Problem description: Run through the data and copy out every line that mentions the word "gazebo".

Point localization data
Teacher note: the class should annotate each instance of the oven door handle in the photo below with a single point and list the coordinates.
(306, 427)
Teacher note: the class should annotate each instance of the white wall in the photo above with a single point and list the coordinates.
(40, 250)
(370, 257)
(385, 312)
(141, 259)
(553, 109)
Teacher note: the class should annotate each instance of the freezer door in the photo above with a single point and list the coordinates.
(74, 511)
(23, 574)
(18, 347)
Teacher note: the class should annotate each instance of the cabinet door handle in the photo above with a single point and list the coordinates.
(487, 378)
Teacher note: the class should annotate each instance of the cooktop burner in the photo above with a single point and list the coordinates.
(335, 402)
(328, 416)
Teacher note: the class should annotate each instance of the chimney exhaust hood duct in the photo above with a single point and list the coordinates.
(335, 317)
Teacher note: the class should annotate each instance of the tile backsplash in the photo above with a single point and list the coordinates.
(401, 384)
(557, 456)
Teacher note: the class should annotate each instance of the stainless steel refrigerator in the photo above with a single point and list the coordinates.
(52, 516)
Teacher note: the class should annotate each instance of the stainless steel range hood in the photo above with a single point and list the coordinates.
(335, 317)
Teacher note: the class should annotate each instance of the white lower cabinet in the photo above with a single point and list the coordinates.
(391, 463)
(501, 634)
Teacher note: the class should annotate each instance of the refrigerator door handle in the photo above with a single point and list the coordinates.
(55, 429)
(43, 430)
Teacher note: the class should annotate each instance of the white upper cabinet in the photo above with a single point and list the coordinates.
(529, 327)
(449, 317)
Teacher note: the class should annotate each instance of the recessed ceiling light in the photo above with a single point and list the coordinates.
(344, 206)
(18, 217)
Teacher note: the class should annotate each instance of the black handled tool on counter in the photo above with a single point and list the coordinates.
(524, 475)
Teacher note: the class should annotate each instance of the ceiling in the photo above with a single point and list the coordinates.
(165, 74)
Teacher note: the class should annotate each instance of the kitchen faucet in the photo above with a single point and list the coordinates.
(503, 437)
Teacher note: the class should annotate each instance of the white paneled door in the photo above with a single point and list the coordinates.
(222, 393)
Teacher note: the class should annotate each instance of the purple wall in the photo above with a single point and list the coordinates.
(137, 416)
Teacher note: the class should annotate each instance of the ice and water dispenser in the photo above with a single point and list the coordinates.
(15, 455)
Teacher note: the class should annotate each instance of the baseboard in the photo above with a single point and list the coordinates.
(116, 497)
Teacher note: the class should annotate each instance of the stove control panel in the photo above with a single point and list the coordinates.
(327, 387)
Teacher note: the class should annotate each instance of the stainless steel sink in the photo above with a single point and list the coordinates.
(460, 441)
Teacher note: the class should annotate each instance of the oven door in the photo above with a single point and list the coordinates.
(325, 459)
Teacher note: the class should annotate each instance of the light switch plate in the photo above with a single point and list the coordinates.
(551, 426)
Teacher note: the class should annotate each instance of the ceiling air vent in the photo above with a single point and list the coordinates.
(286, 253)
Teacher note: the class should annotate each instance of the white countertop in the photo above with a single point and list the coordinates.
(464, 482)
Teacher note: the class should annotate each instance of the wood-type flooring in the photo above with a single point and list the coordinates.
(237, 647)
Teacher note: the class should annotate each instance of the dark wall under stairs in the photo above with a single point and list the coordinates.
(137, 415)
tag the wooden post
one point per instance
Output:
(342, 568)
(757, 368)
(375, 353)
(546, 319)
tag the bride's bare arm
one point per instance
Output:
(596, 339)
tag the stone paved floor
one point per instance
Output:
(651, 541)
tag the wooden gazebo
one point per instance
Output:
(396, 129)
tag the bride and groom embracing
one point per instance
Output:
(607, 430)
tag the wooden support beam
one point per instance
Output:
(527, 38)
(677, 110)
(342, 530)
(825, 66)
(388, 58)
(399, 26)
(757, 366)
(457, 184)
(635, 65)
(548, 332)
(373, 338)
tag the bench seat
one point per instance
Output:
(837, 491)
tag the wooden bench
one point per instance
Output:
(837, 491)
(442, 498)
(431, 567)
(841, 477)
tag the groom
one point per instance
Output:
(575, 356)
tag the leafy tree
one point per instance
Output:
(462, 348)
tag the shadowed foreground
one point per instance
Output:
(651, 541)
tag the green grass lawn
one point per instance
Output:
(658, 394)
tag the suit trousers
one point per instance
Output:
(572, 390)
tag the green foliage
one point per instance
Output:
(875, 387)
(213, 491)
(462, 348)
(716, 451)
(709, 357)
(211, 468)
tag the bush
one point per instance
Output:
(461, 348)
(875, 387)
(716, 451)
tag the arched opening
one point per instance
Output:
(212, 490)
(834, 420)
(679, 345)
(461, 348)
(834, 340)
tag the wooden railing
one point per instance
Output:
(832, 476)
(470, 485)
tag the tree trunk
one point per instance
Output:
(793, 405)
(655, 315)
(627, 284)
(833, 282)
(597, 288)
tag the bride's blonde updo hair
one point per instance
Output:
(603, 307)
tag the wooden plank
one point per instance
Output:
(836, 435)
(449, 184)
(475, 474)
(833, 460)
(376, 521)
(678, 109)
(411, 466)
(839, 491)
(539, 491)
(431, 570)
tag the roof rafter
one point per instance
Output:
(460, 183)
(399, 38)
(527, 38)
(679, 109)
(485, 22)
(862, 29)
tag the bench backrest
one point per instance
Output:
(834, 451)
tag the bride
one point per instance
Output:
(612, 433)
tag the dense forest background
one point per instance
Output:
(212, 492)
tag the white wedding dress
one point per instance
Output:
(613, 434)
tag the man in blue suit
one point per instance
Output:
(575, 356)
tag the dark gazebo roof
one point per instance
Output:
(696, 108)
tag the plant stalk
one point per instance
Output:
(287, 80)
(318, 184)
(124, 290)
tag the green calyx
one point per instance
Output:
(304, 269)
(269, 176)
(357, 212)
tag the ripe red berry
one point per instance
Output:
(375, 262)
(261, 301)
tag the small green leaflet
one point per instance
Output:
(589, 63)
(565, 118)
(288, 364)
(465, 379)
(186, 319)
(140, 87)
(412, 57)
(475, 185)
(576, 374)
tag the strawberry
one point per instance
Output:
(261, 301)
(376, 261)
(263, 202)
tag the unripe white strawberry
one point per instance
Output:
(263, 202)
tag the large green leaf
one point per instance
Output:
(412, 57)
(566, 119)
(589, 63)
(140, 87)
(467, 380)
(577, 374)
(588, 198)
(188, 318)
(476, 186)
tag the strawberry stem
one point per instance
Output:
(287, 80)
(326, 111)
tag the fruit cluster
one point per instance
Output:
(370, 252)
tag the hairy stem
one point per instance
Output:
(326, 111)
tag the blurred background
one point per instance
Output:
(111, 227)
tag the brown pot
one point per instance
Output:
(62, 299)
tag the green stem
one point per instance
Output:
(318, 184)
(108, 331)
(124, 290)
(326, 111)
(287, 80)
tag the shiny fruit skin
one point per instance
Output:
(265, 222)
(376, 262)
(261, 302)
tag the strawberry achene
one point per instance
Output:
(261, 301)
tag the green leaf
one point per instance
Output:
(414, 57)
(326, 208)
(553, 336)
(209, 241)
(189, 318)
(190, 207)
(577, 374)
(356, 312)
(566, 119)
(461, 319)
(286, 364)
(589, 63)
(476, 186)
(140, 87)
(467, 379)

Task output:
tag the wooden gazebo
tag the dark gazebo roof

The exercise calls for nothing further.